Items listed in a dataset
<<<<
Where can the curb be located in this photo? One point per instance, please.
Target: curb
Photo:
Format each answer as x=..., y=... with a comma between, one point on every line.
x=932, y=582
>>>>
■ **JOB**: Present every line of the records above as a numbered list, leaving out any blank lines.

■ **EXERCISE OUTPUT**:
1. Where can the curb be located in this photo? One point per instance, please.
2. Target: curb
3. Photo:
4. Format each answer as x=..., y=... with a comma between, one point on every line.
5. x=932, y=582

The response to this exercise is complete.